**Tasks to perform**.
(a) In the compression and archiving guide, rewrite the stretch from "Create and extract archive" through "Compress/decompress .gz files.", substituting "snapshot.tar.gz" for "backup.tar.gz".
(b) Resume the compression and archiving guide, writing on from its final sentence.

**Text section**.
******************************

Compression and Archiving

Working with Compressed Files

Essential for creating backups, distributing files, and managing disk space.

tar - Tape Archive

Create and extract archive files (.tar, .tar.gz, .tar.bz2).

$ tar -czvf backup.tar.gz /path/to/directory
# c=create, z=gzip, v=verbose, f=file
$ tar -xzvf backup.tar.gz
# x=extract
$ tar -tzf backup.tar.gz
# t=list contents

gzip / gunzip

Compress/decompress .gz files.

$ gzip largefile.log
# Creates largefile.log.gz
$ gunzip largefile.log.gz
# Extracts to largefile.log
$ zcat compressed.log.gz | grep "error"
# Search compressed files without extracting

zip / unzip

Create and extract .zip archives (common on Windows).

$ zip -r archive.zip directory/
$ unzip archive.zip
$ unzip -l archive.zip
# List contents without extracting

Powerful Command Combinations

The Real Power: Combining Commands with Pipes

The pipe operator (|) connects commands, passing output of one as input to another. This allows complex data processing pipelines.

******************************

**Given data**.

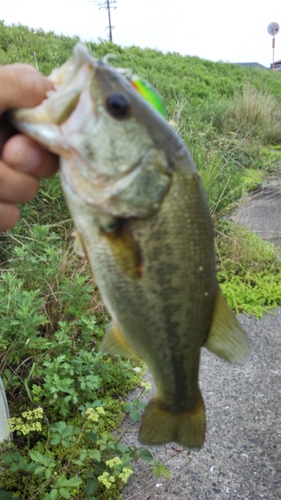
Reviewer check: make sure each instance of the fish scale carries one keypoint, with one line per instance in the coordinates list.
(142, 218)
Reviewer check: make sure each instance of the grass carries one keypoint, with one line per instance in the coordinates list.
(52, 316)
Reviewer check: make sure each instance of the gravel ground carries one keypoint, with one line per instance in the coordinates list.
(241, 457)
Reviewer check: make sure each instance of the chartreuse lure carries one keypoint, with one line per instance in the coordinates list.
(148, 92)
(145, 89)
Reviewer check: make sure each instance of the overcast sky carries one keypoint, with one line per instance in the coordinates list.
(218, 30)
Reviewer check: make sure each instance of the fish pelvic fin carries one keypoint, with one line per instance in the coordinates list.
(226, 338)
(114, 343)
(160, 425)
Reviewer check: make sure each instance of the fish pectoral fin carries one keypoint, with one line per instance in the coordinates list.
(78, 245)
(160, 425)
(123, 247)
(226, 338)
(114, 343)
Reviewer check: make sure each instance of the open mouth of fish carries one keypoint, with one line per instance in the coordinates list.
(64, 122)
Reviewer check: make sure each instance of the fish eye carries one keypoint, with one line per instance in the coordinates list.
(118, 105)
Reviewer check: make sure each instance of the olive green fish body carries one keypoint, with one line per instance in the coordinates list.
(142, 218)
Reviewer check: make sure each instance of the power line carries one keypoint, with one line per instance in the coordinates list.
(107, 4)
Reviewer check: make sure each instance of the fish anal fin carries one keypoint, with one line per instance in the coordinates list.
(124, 248)
(114, 343)
(226, 338)
(160, 425)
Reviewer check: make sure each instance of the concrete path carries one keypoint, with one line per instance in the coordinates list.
(241, 458)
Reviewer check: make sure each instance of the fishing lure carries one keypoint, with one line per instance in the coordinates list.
(145, 89)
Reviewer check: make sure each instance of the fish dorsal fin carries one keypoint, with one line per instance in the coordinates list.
(226, 338)
(114, 343)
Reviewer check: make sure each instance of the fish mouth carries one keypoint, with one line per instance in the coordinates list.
(69, 121)
(45, 122)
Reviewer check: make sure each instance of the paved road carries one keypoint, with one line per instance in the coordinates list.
(241, 458)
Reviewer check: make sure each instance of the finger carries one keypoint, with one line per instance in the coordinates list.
(9, 215)
(21, 87)
(16, 187)
(23, 154)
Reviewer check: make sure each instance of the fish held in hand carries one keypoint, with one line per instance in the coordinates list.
(142, 218)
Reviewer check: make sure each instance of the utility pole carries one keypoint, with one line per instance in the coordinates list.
(108, 4)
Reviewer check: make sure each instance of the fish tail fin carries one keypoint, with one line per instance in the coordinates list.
(160, 425)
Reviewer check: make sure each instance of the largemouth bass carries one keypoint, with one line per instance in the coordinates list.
(142, 218)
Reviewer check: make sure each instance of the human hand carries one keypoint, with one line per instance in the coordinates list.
(22, 161)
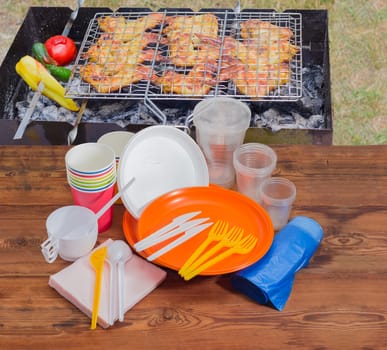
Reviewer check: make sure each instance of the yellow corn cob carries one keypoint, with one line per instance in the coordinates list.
(33, 72)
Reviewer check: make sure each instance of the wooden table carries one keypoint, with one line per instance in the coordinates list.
(338, 302)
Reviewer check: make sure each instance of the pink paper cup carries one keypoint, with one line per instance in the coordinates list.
(95, 201)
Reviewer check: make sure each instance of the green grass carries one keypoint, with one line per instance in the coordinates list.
(358, 49)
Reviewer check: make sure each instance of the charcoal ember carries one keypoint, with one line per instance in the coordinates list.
(316, 121)
(306, 112)
(312, 99)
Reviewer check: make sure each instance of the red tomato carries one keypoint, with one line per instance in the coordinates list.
(61, 48)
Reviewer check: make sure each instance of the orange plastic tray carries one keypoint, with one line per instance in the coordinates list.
(215, 203)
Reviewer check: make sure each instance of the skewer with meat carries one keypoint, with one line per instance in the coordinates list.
(124, 30)
(181, 34)
(265, 32)
(198, 82)
(95, 75)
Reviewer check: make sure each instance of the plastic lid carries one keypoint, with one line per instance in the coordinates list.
(161, 159)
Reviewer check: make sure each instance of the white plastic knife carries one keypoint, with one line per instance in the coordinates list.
(189, 234)
(173, 224)
(140, 246)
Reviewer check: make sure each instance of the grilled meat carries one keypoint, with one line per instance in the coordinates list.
(197, 57)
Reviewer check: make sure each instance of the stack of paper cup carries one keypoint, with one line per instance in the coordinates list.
(91, 174)
(117, 140)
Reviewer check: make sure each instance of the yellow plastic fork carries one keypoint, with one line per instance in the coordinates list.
(97, 259)
(245, 246)
(229, 240)
(217, 232)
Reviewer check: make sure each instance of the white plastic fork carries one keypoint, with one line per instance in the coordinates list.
(189, 234)
(182, 228)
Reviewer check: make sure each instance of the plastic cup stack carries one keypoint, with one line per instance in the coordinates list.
(91, 174)
(117, 140)
(253, 162)
(221, 124)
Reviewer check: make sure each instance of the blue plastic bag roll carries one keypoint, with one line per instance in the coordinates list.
(270, 280)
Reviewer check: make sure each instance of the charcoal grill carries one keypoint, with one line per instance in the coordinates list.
(41, 22)
(183, 62)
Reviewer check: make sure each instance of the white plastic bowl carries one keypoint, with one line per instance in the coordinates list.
(161, 159)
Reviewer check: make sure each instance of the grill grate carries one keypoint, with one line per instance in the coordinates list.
(188, 55)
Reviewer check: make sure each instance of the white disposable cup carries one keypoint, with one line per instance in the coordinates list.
(277, 195)
(72, 231)
(90, 158)
(221, 124)
(117, 140)
(253, 163)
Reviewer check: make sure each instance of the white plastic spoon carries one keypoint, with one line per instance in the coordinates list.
(118, 254)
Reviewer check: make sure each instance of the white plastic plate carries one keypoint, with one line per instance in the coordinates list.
(161, 159)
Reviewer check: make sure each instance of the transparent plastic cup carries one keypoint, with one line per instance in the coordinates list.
(277, 195)
(221, 124)
(253, 163)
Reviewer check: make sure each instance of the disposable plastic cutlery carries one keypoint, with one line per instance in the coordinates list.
(186, 236)
(245, 246)
(217, 232)
(118, 254)
(97, 259)
(229, 240)
(175, 223)
(182, 228)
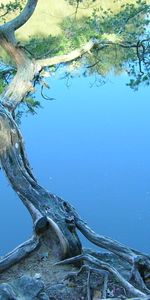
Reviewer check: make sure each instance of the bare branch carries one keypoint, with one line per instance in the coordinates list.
(92, 260)
(18, 253)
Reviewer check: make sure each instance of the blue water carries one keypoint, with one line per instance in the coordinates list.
(90, 146)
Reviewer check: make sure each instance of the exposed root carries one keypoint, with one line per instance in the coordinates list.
(130, 289)
(19, 253)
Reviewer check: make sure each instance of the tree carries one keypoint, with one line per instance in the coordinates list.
(55, 221)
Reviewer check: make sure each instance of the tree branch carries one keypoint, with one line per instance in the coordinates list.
(23, 17)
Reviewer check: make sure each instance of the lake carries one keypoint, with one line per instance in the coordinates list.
(90, 146)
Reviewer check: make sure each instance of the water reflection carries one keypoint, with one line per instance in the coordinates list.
(15, 222)
(91, 146)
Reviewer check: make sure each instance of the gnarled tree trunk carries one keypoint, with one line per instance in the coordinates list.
(49, 262)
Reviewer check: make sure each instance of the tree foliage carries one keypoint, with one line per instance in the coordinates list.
(101, 42)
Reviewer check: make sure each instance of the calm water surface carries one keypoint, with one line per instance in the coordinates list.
(92, 147)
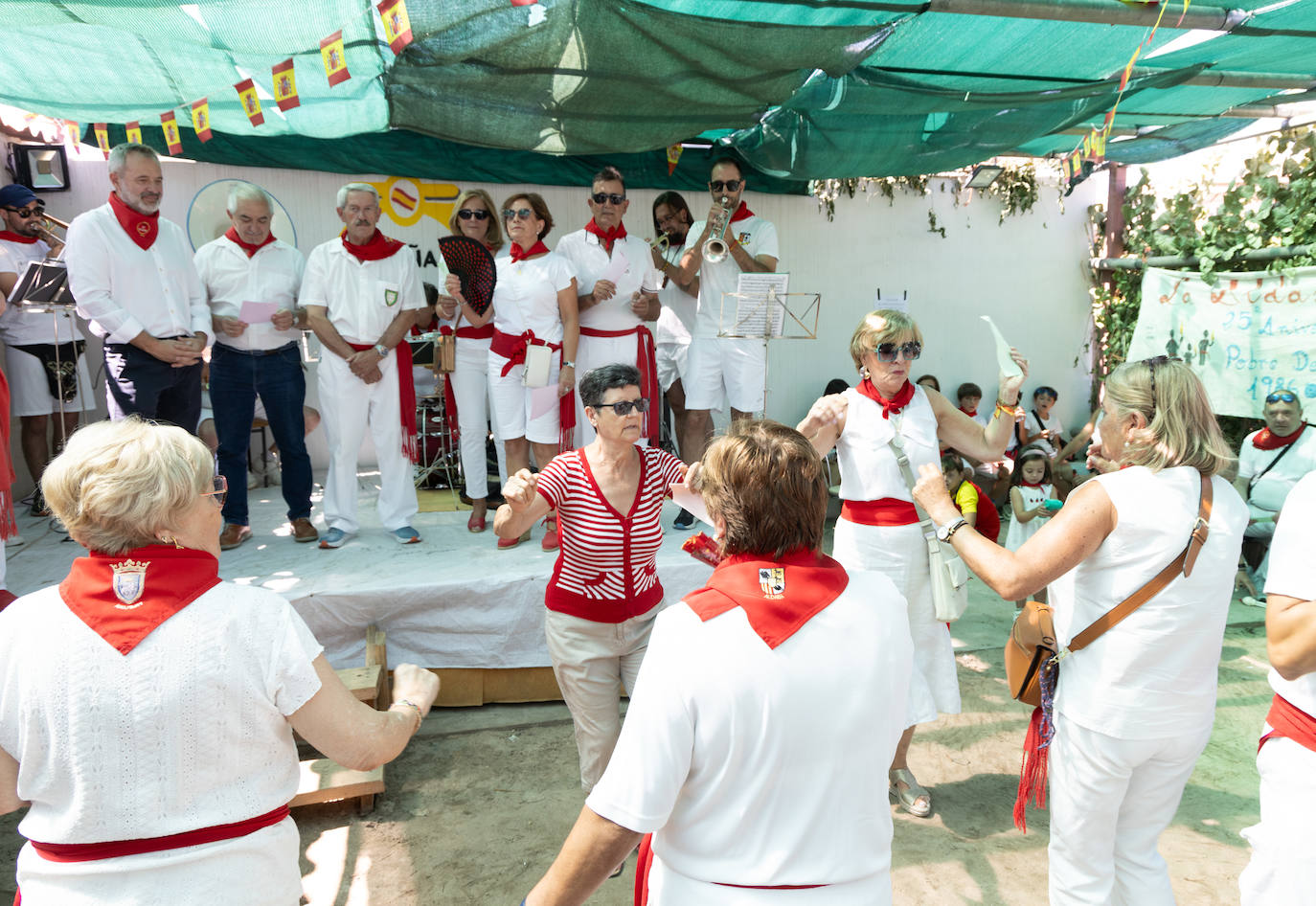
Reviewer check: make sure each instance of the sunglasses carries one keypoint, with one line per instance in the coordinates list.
(625, 406)
(887, 351)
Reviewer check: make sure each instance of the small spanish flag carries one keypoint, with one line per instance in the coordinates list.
(397, 24)
(250, 102)
(284, 85)
(201, 119)
(102, 138)
(336, 62)
(170, 125)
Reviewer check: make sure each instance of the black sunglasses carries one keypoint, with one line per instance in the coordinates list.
(887, 351)
(625, 405)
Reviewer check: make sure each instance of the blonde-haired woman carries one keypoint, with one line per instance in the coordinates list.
(475, 218)
(1133, 709)
(878, 528)
(147, 708)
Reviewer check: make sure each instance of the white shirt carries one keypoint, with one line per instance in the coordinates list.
(20, 327)
(1292, 574)
(1154, 673)
(760, 238)
(590, 260)
(729, 759)
(1267, 494)
(362, 297)
(124, 289)
(271, 275)
(527, 295)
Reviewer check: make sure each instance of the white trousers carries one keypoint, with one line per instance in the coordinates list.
(348, 405)
(1282, 871)
(592, 662)
(1109, 801)
(471, 390)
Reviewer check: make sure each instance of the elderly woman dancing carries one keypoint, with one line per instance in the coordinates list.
(147, 708)
(878, 528)
(1132, 709)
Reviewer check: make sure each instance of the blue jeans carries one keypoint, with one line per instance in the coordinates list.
(236, 379)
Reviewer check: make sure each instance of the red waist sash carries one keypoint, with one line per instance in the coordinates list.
(1287, 721)
(885, 511)
(83, 852)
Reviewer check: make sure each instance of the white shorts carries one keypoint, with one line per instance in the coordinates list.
(721, 371)
(29, 391)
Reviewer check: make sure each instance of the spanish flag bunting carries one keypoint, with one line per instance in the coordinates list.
(672, 157)
(336, 63)
(170, 125)
(102, 138)
(397, 24)
(250, 102)
(201, 119)
(284, 85)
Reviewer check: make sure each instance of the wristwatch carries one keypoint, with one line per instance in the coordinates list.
(946, 532)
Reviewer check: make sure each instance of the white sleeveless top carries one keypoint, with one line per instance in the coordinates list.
(869, 468)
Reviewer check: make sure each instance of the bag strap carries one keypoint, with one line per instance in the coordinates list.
(1183, 563)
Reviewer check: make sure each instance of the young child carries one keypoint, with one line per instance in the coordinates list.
(974, 505)
(1030, 489)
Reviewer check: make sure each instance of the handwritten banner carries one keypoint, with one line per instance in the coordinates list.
(1246, 335)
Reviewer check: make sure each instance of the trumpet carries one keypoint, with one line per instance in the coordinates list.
(715, 246)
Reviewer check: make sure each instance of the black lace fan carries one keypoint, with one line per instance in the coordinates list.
(472, 264)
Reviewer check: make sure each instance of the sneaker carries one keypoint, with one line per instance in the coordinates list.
(405, 535)
(333, 538)
(233, 535)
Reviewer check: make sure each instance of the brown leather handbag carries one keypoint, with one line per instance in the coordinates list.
(1032, 638)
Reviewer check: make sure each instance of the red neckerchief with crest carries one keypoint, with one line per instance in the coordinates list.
(778, 596)
(124, 599)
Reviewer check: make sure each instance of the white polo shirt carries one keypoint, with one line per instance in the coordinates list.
(760, 238)
(590, 260)
(124, 289)
(362, 297)
(20, 327)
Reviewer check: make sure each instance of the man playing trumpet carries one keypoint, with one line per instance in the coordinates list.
(45, 358)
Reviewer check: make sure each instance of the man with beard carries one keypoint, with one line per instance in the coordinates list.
(132, 274)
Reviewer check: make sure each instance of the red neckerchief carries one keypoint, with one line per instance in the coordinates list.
(232, 236)
(519, 256)
(607, 237)
(777, 596)
(375, 249)
(1267, 441)
(6, 236)
(124, 599)
(896, 404)
(140, 228)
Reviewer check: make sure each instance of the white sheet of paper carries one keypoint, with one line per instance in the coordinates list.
(689, 500)
(1007, 365)
(257, 312)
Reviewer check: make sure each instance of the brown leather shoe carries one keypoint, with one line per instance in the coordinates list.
(233, 535)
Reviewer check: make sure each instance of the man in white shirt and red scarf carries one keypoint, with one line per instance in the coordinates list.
(132, 274)
(362, 293)
(763, 705)
(243, 266)
(612, 304)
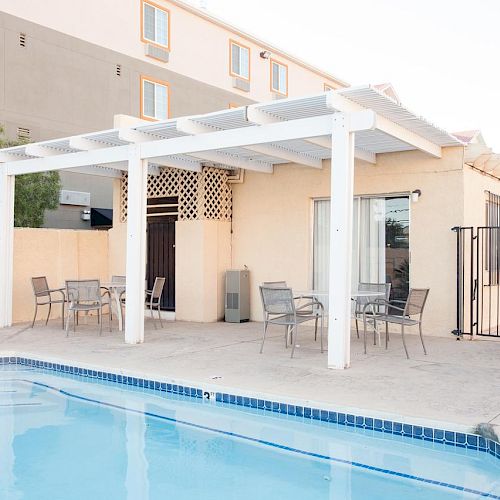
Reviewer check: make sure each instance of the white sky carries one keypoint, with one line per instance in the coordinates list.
(442, 56)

******************************

**Task results**.
(a)
Create and extract archive files (.tar, .tar.gz, .tar.bz2).

$ tar -czvf snapshot.tar.gz /path/to/directory
# c=create, z=gzip, v=verbose, f=file
$ tar -xzvf snapshot.tar.gz
# x=extract
$ tar -tzf snapshot.tar.gz
# t=list contents

gzip / gunzip

Compress/decompress .gz files.

(b)
Counting Files by Type

$ find . -type f | \
sed 's/.*\.//' | sort | uniq -c | sort -nr

Finds all files, extracts extensions, counts occurrences

Top 10 Memory Using Processes

$ ps aux --sort=-%mem | head -11

Monitor Multiple Logs

$ tail -f /var/log/nginx/*.log | \
grep -E "(error|500|404)"

Find Largest Files

$ find / -type f -size +100M 2>/dev/null | \
xargs du -h | sort -rh | head -20

Essential Keyboard Shortcuts

Master these keyboard shortcuts to work faster in the terminal:

Shortcut Action Description
Ctrl+C Interrupt/Kill Stop current command
Ctrl+D EOF/Exit End of file or exit shell
Ctrl+Z Suspend Pause foreground job
Ctrl+R Reverse Search Search command history
Ctrl+A Beginning of Line Move cursor to line start
Ctrl+E End of Line Move cursor to line end
Ctrl+U Cut to Beginning Delete from cursor to start
Ctrl+K Cut to End Delete from cursor to end
Ctrl+Y Paste Paste previously cut text
Tab Auto-complete Complete commands/filenames
↑ / ↓ History Navigation Scroll through command history

Practice Exercises for DevOps Scenarios

Try these real-world exercises to build your skills:

  1. Log Investigation: Find all unique IP addresses that accessed your server today from the nginx access log.
  2. Disk Cleanup: Find all files larger than 100MB in /var and report their total size.
  3. Process Management: Write a command that kills all zombie processes.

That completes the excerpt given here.